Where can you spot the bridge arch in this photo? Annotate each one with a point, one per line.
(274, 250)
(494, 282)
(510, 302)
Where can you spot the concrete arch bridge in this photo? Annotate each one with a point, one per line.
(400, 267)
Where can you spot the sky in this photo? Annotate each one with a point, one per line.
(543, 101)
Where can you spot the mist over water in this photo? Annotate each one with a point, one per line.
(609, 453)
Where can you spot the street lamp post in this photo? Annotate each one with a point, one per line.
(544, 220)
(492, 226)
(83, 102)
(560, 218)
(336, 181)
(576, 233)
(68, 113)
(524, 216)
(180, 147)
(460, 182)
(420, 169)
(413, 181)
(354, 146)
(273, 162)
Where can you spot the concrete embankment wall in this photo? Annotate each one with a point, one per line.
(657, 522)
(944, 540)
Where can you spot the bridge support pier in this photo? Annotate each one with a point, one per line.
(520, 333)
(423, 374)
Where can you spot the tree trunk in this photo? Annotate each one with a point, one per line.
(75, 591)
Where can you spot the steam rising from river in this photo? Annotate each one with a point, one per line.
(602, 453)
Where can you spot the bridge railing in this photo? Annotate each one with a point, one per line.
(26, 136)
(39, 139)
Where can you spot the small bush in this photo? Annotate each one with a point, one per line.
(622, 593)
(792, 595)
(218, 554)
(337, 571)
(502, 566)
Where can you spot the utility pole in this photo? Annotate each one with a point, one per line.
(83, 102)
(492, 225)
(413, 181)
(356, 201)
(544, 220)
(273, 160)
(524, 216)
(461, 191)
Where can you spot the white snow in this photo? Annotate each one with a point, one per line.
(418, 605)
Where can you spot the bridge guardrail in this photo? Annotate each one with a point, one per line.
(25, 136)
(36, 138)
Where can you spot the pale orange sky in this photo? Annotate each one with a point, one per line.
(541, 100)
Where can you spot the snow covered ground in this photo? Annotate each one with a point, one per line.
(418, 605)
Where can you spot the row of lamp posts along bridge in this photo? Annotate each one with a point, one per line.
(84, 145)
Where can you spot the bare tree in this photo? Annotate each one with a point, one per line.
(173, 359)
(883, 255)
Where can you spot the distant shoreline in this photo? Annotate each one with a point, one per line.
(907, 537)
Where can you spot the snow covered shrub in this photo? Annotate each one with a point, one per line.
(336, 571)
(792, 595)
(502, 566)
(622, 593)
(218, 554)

* * *

→ STATED TASK
Rewrite the part of the listing that opens with the line containing "Where can you spot the concrete embankment" and runs through the end of the listing, changing "snow covered" to "snow-covered" and leaving everything else as it is.

→ RESULT
Where can you spot the concrete embankment wall in this photo? Annotate each one with a point, one per line.
(657, 522)
(944, 540)
Where can you spot the bridge support pier in this photo? Annotate each one with a point, one per line.
(520, 333)
(423, 374)
Where can you spot the tree trunk in this photo? Annotate each one with a point, one per line.
(75, 591)
Where can you spot the steam rising from river in this photo? Annotate each one with a point, one per line.
(602, 453)
Where can you spot the bridge railing in this photo? Annotate each one with a point, one per line.
(26, 136)
(39, 139)
Where can you spot the small bush in this photo? Annotate each one with a point, one per line.
(622, 593)
(792, 595)
(218, 554)
(337, 571)
(502, 566)
Where can you spot the utility pole in this photo? Annotate each one with a point, one per line.
(83, 102)
(492, 225)
(413, 181)
(356, 201)
(544, 220)
(273, 160)
(524, 216)
(461, 191)
Where can you spot the white snow in this photo? Annotate each one with a point, one per line.
(418, 605)
Where can you spot the bridge guardrail in this photo? Annotate each one with a point, one per line.
(25, 136)
(36, 138)
Where can you spot the pale orange sky in this photo? Annotate each one with a point, one per line.
(541, 100)
Where can you spot the snow-covered ground in this photo? Annotate each one with a point, one per line.
(418, 605)
Where can you spot the row of lamp posts along bridge in this photo? Annotate each one with a point, one per line.
(84, 145)
Where can you spot the bare tree in this photo? Annotate each one with a point, one per line.
(173, 359)
(883, 255)
Where can you spot the distant shoreline in this photo? Annotate each one with a point, one per line.
(907, 537)
Where can you spot the snow-covered shrub in this photo? Annotate each one with a point, one per line.
(336, 571)
(792, 595)
(502, 566)
(622, 593)
(218, 554)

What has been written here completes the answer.